### EXCERPT TO READ ###

NAG Toolbox: nag_sparse_real_gen_precon_jacobi (f11dk)

Purpose

Syntax

Description

References

Parameters

Compulsory Input Parameters

1:     $\mathrm{store}$ – string (length ≥ 1)

Specifies whether the matrix $A$ is stored using symmetric coordinate storage (SCS) (applicable only to a symmetric matrix $A$) or coordinate storage (CS) (applicable to both symmetric and non-symmetric matrices).

$\mathbf{store}=\text{'N'}$

The complete matrix $A$ is stored in CS format.

$\mathbf{store}=\text{'S'}$

The lower triangle of the symmetric matrix $A$ is stored in SCS format.

Constraint: $\mathbf{store}=\text{'N'}$ or $\text{'S'}$.

2:     $\mathrm{trans}$ – string (length ≥ 1)

Suggested value: if the matrix $A$ is symmetric and stored in CS format, it is recommended that $\mathbf{trans}=\text{'N'}$ for reasons of efficiency.

###

EXERCISE TASK 1:
In the NAG Toolbox page on nag_sparse_real_gen_precon_jacobi, reproduce the passage starting at "Description" and ending at "and non-symmetric matrices).", substituting "character array" for every "string".
EXERCISE TASK 2:
In the NAG Toolbox page on nag_sparse_real_gen_precon_jacobi, what format is the complete matrix A stored in when store is 'N'?
EXERCISE TASK 3:
Go on with the NAG Toolbox page on nag_sparse_real_gen_precon_jacobi (f11dk), picking up after its final sentence.

### GIVEN ENTRIES ###

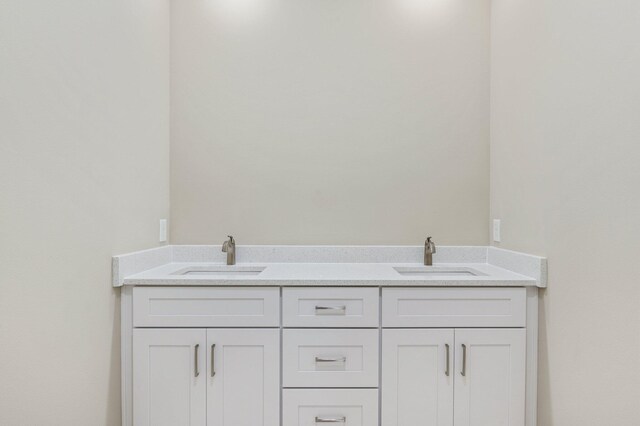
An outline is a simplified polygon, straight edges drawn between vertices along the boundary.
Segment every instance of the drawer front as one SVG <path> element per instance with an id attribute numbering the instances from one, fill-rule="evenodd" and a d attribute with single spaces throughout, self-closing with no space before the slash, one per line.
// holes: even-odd
<path id="1" fill-rule="evenodd" d="M 397 288 L 382 291 L 383 327 L 524 327 L 524 288 Z"/>
<path id="2" fill-rule="evenodd" d="M 278 327 L 280 289 L 135 287 L 134 327 Z"/>
<path id="3" fill-rule="evenodd" d="M 285 288 L 285 327 L 378 327 L 377 288 Z"/>
<path id="4" fill-rule="evenodd" d="M 283 426 L 373 426 L 377 389 L 285 389 Z"/>
<path id="5" fill-rule="evenodd" d="M 284 330 L 282 344 L 284 387 L 378 387 L 378 330 Z"/>

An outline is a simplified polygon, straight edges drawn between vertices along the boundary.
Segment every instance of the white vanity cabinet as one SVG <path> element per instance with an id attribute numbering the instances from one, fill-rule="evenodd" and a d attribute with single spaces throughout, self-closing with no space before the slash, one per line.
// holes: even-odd
<path id="1" fill-rule="evenodd" d="M 385 426 L 523 426 L 524 329 L 398 329 L 382 335 Z"/>
<path id="2" fill-rule="evenodd" d="M 124 426 L 535 426 L 537 289 L 127 287 Z"/>
<path id="3" fill-rule="evenodd" d="M 207 426 L 280 425 L 280 331 L 207 330 Z"/>
<path id="4" fill-rule="evenodd" d="M 134 426 L 280 425 L 279 288 L 136 287 L 131 302 Z"/>
<path id="5" fill-rule="evenodd" d="M 204 426 L 206 330 L 133 331 L 133 424 Z"/>
<path id="6" fill-rule="evenodd" d="M 383 289 L 382 300 L 384 426 L 534 424 L 525 288 Z"/>

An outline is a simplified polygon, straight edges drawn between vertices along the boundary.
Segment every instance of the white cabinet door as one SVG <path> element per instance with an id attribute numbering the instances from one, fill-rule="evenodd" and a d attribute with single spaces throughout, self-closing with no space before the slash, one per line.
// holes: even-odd
<path id="1" fill-rule="evenodd" d="M 456 329 L 455 426 L 524 426 L 525 329 Z"/>
<path id="2" fill-rule="evenodd" d="M 207 330 L 207 425 L 280 424 L 280 330 Z"/>
<path id="3" fill-rule="evenodd" d="M 384 426 L 453 425 L 453 352 L 452 329 L 382 331 Z"/>
<path id="4" fill-rule="evenodd" d="M 134 426 L 206 424 L 205 345 L 205 330 L 133 330 Z"/>

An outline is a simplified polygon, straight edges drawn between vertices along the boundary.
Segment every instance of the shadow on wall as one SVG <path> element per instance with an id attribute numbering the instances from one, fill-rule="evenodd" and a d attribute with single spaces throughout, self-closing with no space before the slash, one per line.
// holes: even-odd
<path id="1" fill-rule="evenodd" d="M 538 426 L 553 426 L 551 383 L 549 380 L 549 345 L 547 344 L 548 289 L 540 289 L 538 308 Z"/>
<path id="2" fill-rule="evenodd" d="M 113 332 L 111 333 L 111 357 L 109 362 L 109 384 L 107 389 L 106 426 L 122 425 L 122 399 L 120 374 L 120 289 L 112 288 L 115 296 Z"/>

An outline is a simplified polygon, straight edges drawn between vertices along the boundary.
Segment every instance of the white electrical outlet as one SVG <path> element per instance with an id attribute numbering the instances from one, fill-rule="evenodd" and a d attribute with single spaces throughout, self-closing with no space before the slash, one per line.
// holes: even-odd
<path id="1" fill-rule="evenodd" d="M 500 219 L 493 219 L 493 241 L 500 242 Z"/>
<path id="2" fill-rule="evenodd" d="M 160 233 L 158 241 L 161 243 L 167 242 L 167 219 L 160 219 Z"/>

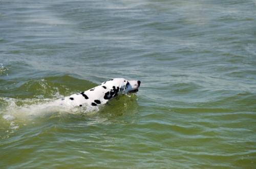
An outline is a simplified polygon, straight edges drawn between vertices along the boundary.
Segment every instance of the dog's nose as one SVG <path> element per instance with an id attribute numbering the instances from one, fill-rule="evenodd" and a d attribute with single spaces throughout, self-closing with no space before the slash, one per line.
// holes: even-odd
<path id="1" fill-rule="evenodd" d="M 139 87 L 140 86 L 140 80 L 138 80 L 138 84 L 139 84 Z"/>

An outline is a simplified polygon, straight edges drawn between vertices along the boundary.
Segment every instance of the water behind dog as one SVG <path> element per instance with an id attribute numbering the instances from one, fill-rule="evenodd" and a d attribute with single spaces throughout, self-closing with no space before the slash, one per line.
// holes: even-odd
<path id="1" fill-rule="evenodd" d="M 255 168 L 255 1 L 0 2 L 0 168 Z M 114 77 L 99 111 L 47 103 Z"/>

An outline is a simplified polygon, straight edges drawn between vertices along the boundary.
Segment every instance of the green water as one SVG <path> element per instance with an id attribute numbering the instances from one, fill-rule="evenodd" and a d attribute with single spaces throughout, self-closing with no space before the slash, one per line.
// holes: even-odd
<path id="1" fill-rule="evenodd" d="M 0 1 L 0 168 L 256 168 L 255 7 Z M 139 93 L 42 106 L 114 77 Z"/>

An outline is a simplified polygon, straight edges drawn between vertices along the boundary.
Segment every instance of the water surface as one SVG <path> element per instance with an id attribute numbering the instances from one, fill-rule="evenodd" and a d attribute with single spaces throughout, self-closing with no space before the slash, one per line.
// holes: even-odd
<path id="1" fill-rule="evenodd" d="M 0 168 L 255 168 L 255 5 L 1 1 Z M 98 112 L 34 108 L 119 77 Z"/>

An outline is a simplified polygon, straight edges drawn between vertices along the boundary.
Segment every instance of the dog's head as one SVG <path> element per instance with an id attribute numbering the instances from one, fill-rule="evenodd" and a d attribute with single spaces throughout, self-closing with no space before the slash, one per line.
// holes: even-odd
<path id="1" fill-rule="evenodd" d="M 101 83 L 103 88 L 108 89 L 104 98 L 109 99 L 119 94 L 136 93 L 140 86 L 139 80 L 127 80 L 123 78 L 115 78 Z"/>

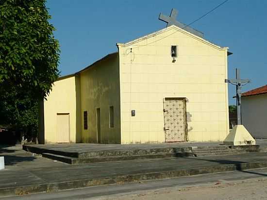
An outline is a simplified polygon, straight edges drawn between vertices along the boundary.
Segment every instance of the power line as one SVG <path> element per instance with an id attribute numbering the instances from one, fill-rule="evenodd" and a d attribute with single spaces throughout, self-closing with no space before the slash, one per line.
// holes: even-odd
<path id="1" fill-rule="evenodd" d="M 227 2 L 229 0 L 225 0 L 225 1 L 224 1 L 223 2 L 222 2 L 222 3 L 220 3 L 219 5 L 218 5 L 216 7 L 215 7 L 214 8 L 212 9 L 212 10 L 211 10 L 210 11 L 209 11 L 209 12 L 208 12 L 207 13 L 206 13 L 206 14 L 204 14 L 203 15 L 202 15 L 202 16 L 201 16 L 200 17 L 198 18 L 197 19 L 194 20 L 193 21 L 192 21 L 192 22 L 190 23 L 189 24 L 186 25 L 186 26 L 184 26 L 184 27 L 182 28 L 181 29 L 184 29 L 184 28 L 186 28 L 187 27 L 190 26 L 190 25 L 193 24 L 194 23 L 196 22 L 196 21 L 199 20 L 200 19 L 202 18 L 203 17 L 204 17 L 206 16 L 207 15 L 208 15 L 208 14 L 209 14 L 210 13 L 211 13 L 212 12 L 214 11 L 214 10 L 216 10 L 217 8 L 218 8 L 219 7 L 221 6 L 221 5 L 222 5 L 223 4 L 224 4 L 224 3 L 225 3 L 226 2 Z M 172 33 L 170 33 L 167 35 L 166 35 L 165 37 L 162 37 L 160 39 L 159 39 L 158 40 L 155 40 L 154 41 L 154 42 L 150 42 L 150 43 L 149 43 L 149 44 L 147 44 L 146 45 L 143 45 L 143 46 L 140 46 L 139 47 L 135 47 L 135 48 L 131 48 L 131 50 L 132 49 L 137 49 L 137 48 L 140 48 L 142 47 L 144 47 L 144 46 L 147 46 L 147 45 L 150 45 L 151 44 L 153 44 L 153 43 L 154 43 L 155 42 L 156 42 L 159 40 L 161 40 L 162 39 L 164 39 L 164 38 L 166 38 L 166 37 L 168 37 L 170 35 L 171 35 L 172 34 L 174 34 L 175 33 L 176 33 L 176 32 L 174 32 Z"/>
<path id="2" fill-rule="evenodd" d="M 182 29 L 184 29 L 184 28 L 187 27 L 187 26 L 190 26 L 190 25 L 193 24 L 194 23 L 196 22 L 196 21 L 199 20 L 200 19 L 202 18 L 203 17 L 204 17 L 205 16 L 208 15 L 208 14 L 209 14 L 210 13 L 211 13 L 212 12 L 214 11 L 215 10 L 216 10 L 217 8 L 218 8 L 219 7 L 220 7 L 221 5 L 224 4 L 224 3 L 225 3 L 226 2 L 227 2 L 229 0 L 225 0 L 224 1 L 223 1 L 222 3 L 221 3 L 221 4 L 218 5 L 217 6 L 216 6 L 216 7 L 215 7 L 214 9 L 213 9 L 212 10 L 211 10 L 210 11 L 209 11 L 209 12 L 208 12 L 207 13 L 206 13 L 205 14 L 202 15 L 202 16 L 201 16 L 200 17 L 197 18 L 197 19 L 196 19 L 195 21 L 192 21 L 192 22 L 191 22 L 190 24 L 187 24 L 186 26 L 184 26 L 184 27 L 183 27 Z"/>

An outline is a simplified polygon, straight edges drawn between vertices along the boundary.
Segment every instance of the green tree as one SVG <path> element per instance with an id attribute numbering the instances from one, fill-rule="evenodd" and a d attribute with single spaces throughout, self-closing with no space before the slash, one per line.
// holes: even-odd
<path id="1" fill-rule="evenodd" d="M 37 131 L 38 102 L 58 77 L 45 0 L 0 0 L 0 124 Z"/>

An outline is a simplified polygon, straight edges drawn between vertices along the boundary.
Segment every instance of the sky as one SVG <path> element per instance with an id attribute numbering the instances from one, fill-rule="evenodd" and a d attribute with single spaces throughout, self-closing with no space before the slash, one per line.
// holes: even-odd
<path id="1" fill-rule="evenodd" d="M 50 22 L 59 41 L 61 75 L 76 72 L 124 43 L 166 27 L 160 12 L 169 15 L 178 10 L 177 19 L 188 24 L 223 0 L 47 0 Z M 228 78 L 241 77 L 251 83 L 245 92 L 267 84 L 267 0 L 229 0 L 190 26 L 207 40 L 228 47 Z M 235 103 L 235 86 L 229 84 L 229 104 Z"/>

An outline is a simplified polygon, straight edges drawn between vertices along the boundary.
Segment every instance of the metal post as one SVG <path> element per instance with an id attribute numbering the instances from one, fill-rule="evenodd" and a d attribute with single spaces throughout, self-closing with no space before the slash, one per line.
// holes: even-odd
<path id="1" fill-rule="evenodd" d="M 239 69 L 235 68 L 235 78 L 237 80 L 240 80 L 240 72 Z M 240 86 L 238 84 L 235 85 L 236 90 L 236 109 L 237 112 L 237 125 L 241 125 L 241 93 Z M 240 98 L 239 97 L 240 97 Z"/>

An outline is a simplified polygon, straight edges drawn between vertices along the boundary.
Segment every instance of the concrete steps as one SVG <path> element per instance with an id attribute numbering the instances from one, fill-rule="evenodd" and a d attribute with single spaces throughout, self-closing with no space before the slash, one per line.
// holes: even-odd
<path id="1" fill-rule="evenodd" d="M 216 146 L 193 148 L 192 151 L 196 157 L 233 155 L 249 152 L 260 152 L 259 146 L 253 145 L 250 146 Z"/>
<path id="2" fill-rule="evenodd" d="M 40 146 L 23 145 L 23 150 L 41 154 L 43 157 L 69 164 L 127 161 L 136 159 L 201 157 L 259 152 L 259 146 L 166 147 L 124 150 L 99 150 L 72 152 L 64 149 L 45 149 Z"/>
<path id="3" fill-rule="evenodd" d="M 179 152 L 175 153 L 161 153 L 147 155 L 136 155 L 132 156 L 119 156 L 112 157 L 75 158 L 49 153 L 44 153 L 43 157 L 54 160 L 63 162 L 69 164 L 79 164 L 90 163 L 116 162 L 136 159 L 148 159 L 155 158 L 173 158 L 178 157 L 193 156 L 193 153 L 189 152 Z"/>
<path id="4" fill-rule="evenodd" d="M 134 149 L 88 152 L 64 151 L 27 145 L 23 146 L 23 148 L 25 150 L 42 154 L 44 157 L 69 164 L 194 156 L 191 147 Z"/>

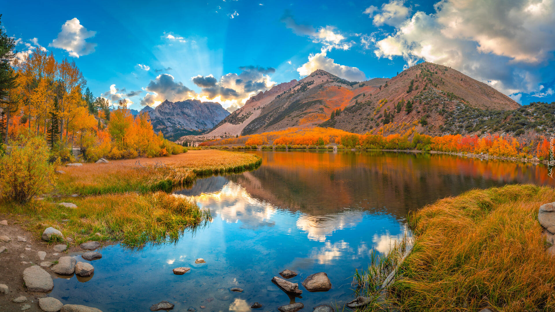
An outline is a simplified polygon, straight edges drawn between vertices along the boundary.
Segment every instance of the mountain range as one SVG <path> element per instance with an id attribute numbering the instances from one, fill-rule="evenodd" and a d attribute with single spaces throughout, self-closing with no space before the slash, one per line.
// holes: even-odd
<path id="1" fill-rule="evenodd" d="M 489 85 L 429 62 L 395 77 L 350 82 L 318 69 L 251 97 L 231 113 L 217 103 L 168 100 L 145 107 L 155 129 L 171 139 L 199 140 L 280 130 L 331 127 L 364 134 L 401 133 L 415 128 L 433 135 L 552 129 L 547 103 L 523 107 Z M 191 137 L 180 141 L 191 140 Z"/>

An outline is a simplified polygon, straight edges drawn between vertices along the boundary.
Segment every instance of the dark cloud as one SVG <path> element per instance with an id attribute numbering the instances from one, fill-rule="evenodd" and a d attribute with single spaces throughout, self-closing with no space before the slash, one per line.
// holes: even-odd
<path id="1" fill-rule="evenodd" d="M 155 102 L 168 100 L 171 102 L 183 100 L 193 97 L 195 92 L 183 85 L 181 82 L 176 82 L 169 74 L 162 74 L 151 80 L 145 89 L 148 92 L 140 100 L 141 105 L 152 105 Z"/>
<path id="2" fill-rule="evenodd" d="M 280 21 L 285 23 L 285 27 L 292 29 L 296 34 L 302 36 L 314 36 L 314 28 L 309 25 L 297 24 L 290 10 L 285 10 Z"/>
<path id="3" fill-rule="evenodd" d="M 143 93 L 143 91 L 142 91 L 140 90 L 138 90 L 137 91 L 132 91 L 132 92 L 129 92 L 129 93 L 127 93 L 127 94 L 125 94 L 125 96 L 127 97 L 128 97 L 128 98 L 130 98 L 131 97 L 134 97 L 135 95 L 138 95 L 139 94 L 141 94 L 142 93 Z"/>
<path id="4" fill-rule="evenodd" d="M 171 67 L 168 67 L 167 68 L 162 68 L 160 69 L 154 69 L 154 71 L 156 72 L 157 73 L 160 73 L 161 72 L 167 72 L 168 71 L 171 71 L 172 69 L 173 68 L 171 68 Z"/>
<path id="5" fill-rule="evenodd" d="M 239 69 L 244 72 L 255 72 L 262 74 L 267 75 L 269 74 L 273 74 L 276 72 L 276 69 L 273 67 L 268 67 L 268 68 L 264 68 L 264 67 L 261 67 L 260 66 L 254 66 L 253 65 L 249 65 L 248 66 L 241 66 L 239 67 Z"/>
<path id="6" fill-rule="evenodd" d="M 196 85 L 201 88 L 210 88 L 216 86 L 218 79 L 211 76 L 201 76 L 199 75 L 195 77 L 193 77 L 193 82 Z"/>

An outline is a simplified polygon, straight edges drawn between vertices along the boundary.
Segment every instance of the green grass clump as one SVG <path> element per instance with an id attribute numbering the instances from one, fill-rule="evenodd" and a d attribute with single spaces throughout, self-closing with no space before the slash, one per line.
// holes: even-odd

###

RESPONSE 1:
Description

References

Parameters

Compulsory Input Parameters

1:     $\mathrm{store}$ – character array (length ≥ 1)

Specifies whether the matrix $A$ is stored using symmetric coordinate storage (SCS) (applicable only to a symmetric matrix $A$) or coordinate storage (CS) (applicable to both symmetric and non-symmetric matrices).

RESPONSE 2:
CS (coordinate storage) format.

RESPONSE 3:
If $\mathbf{store}=\text{'N'}$, specifies whether the approximate solution of $Ax=b$ or of $A^{\mathrm{T}}x=b$ is required.

$\mathbf{trans}=\text{'N'}$

The approximate solution of $Ax=b$ is calculated.

$\mathbf{trans}=\text{'T'}$

The approximate solution of $A^{\mathrm{T}}x=b$ is calculated.

Constraint: $\mathbf{trans}=\text{'N'}$ or $\text{'T'}$.

3:     $\mathrm{init}$ – string (length ≥ 1)

Suggested value: $\mathbf{init}=\text{'I'}$ on first entry; $\mathbf{init}=\text{'N'}$, subsequently, unless diag has been overwritten.

On first entry, init should be set to 'I', unless the diagonal elements of $A$ are already stored in the array diag. If diag already contains the diagonal of $A$, it must be set to 'N'.

$\mathbf{init}=\text{'N'}$

diag must contain the diagonal of $A$.

$\mathbf{init}=\text{'I'}$

diag will store the diagonal of $A$ on exit.

Constraint: $\mathbf{init}=\text{'N'}$ or $\text{'I'}$.

4:     $\mathrm{niter}$ – int64int32nag_int scalar

The number of Jacobi iterations requested.

Constraint: $\mathbf{niter}\ge 1$.

5:     $\mathrm{a}\left(\mathbf{nz}\right)$ – double array

If $\mathbf{store}=\text{'N'}$, the nonzero elements in the matrix $A$ (CS format).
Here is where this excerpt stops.